— BEGIN Records to use —
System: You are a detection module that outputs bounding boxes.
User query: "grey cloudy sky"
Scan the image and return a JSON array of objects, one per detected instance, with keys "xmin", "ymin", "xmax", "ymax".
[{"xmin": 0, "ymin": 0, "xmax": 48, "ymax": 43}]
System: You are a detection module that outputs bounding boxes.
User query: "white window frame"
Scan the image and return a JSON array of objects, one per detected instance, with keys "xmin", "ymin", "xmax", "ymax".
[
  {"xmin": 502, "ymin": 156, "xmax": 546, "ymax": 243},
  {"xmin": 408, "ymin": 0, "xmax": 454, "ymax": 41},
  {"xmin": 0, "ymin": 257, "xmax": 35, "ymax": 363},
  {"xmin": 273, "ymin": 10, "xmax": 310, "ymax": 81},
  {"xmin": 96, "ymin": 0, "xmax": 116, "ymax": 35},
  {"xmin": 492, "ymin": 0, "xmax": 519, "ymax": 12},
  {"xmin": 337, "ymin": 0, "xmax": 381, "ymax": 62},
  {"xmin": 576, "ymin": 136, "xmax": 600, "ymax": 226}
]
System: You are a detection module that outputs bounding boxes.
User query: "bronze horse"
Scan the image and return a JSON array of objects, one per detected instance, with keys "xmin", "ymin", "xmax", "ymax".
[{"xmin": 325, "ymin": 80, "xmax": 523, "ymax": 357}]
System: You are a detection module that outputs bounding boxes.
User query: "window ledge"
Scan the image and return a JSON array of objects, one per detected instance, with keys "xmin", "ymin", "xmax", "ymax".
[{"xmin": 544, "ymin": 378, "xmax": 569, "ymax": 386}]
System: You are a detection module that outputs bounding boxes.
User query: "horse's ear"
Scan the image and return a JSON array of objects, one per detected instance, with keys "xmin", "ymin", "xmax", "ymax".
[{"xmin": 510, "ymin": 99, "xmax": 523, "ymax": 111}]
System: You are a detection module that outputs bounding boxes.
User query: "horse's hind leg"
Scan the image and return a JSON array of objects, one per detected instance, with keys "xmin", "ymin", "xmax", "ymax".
— END Records to use —
[Given instruction] Identify each line of the items that contains the string "window" and copy those lines out in full.

[Right answer]
User query: "white window frame"
User query: "window ledge"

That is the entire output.